* **What the task requires**: Set down the stretch of lines from the start of the records through the line containing "[669,225,692,235]", both ends included, without changing anything.

(Saved data entries)
- - - -

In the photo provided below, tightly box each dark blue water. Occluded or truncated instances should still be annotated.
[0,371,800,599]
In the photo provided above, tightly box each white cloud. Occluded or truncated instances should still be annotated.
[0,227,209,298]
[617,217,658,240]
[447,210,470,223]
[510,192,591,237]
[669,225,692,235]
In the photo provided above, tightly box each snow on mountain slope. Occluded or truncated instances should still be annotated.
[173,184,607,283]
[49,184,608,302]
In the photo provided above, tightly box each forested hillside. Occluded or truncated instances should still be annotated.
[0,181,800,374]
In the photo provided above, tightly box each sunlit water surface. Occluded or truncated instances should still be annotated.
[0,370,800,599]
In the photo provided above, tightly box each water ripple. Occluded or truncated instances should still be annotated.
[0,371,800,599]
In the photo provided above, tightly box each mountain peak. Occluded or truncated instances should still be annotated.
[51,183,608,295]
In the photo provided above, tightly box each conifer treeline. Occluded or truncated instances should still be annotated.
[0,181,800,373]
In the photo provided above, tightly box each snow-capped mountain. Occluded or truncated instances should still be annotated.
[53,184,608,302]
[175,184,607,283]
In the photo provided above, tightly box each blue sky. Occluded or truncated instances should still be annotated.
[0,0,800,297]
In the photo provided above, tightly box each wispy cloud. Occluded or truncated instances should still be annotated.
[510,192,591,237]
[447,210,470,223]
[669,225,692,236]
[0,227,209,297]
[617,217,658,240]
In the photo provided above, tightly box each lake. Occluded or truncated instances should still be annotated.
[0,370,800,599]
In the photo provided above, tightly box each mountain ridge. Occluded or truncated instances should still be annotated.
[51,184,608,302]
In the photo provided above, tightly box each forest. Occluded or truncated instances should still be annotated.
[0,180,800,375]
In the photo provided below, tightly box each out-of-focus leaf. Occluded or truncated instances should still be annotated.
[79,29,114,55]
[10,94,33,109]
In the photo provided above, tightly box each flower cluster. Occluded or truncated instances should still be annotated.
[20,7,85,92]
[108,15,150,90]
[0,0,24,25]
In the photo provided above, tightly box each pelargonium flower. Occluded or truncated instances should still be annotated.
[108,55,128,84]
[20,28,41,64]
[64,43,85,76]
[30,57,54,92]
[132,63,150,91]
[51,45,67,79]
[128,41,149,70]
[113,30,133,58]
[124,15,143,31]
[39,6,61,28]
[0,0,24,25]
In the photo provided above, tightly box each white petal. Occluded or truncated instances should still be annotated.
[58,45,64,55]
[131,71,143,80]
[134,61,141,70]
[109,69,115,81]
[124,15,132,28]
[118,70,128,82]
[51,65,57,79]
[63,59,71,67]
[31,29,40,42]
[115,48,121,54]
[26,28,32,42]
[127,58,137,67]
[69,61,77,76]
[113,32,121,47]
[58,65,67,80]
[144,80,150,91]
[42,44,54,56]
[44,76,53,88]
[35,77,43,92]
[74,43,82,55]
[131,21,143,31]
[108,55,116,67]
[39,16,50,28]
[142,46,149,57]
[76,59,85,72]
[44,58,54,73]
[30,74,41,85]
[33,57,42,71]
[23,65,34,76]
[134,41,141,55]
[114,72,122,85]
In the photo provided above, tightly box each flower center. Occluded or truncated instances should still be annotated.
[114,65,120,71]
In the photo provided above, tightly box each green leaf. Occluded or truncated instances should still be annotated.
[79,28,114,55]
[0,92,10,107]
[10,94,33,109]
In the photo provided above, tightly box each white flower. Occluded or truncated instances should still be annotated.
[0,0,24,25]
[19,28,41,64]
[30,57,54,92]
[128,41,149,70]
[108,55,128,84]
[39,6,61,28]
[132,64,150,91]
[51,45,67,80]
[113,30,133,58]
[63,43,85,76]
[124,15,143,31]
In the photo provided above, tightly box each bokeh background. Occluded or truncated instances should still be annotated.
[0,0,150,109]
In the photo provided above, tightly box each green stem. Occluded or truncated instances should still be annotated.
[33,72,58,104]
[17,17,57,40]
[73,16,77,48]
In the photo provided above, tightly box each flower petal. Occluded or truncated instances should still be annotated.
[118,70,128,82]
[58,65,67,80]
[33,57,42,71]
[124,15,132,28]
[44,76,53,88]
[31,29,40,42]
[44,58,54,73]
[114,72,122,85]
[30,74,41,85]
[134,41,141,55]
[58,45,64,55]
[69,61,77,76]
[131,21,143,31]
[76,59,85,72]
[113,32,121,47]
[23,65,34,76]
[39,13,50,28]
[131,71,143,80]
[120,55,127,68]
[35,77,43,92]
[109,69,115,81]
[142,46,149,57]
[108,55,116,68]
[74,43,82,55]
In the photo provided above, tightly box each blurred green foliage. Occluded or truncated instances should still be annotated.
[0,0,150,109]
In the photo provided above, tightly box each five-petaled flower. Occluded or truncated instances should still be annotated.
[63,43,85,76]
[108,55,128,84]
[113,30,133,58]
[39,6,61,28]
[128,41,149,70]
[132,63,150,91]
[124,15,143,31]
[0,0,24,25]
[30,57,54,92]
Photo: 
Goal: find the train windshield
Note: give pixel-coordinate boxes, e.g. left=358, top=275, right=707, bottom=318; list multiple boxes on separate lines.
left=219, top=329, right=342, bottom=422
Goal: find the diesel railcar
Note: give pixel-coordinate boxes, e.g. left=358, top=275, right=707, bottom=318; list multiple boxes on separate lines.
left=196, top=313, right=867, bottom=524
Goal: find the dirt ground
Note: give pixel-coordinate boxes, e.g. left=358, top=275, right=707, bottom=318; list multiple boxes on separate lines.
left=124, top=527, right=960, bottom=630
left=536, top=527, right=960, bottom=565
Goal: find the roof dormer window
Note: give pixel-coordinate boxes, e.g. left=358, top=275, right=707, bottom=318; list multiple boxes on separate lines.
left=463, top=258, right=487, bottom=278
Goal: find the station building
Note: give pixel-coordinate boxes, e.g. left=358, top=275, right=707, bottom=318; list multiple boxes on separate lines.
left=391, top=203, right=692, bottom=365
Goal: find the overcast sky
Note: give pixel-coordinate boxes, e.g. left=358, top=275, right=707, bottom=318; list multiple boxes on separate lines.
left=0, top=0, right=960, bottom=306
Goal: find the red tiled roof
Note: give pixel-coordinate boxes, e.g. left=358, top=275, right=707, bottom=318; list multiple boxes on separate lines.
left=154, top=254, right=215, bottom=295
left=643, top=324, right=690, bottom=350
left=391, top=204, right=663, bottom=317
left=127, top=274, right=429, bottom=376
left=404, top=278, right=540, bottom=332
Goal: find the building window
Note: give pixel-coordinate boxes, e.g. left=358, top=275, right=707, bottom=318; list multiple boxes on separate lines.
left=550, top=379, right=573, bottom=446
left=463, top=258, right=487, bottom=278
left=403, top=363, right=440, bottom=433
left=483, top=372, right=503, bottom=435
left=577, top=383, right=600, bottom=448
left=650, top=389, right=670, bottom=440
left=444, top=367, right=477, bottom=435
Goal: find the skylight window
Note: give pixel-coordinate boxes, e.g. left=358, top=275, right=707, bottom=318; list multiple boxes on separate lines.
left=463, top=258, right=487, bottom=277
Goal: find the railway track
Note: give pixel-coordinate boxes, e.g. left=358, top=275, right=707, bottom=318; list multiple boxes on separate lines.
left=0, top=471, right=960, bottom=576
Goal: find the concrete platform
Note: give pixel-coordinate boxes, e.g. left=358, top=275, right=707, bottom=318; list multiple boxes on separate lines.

- - - -

* **Solution for this exercise**:
In the photo provided below, tightly box each dark blue water. Occluded or truncated instances should still be annotated.
[0,371,800,599]
In the photo provided above, tightly box each white cloud. Occluded or truncated instances should still be annotated.
[0,227,209,298]
[617,217,658,240]
[447,210,470,223]
[510,192,591,237]
[669,225,692,235]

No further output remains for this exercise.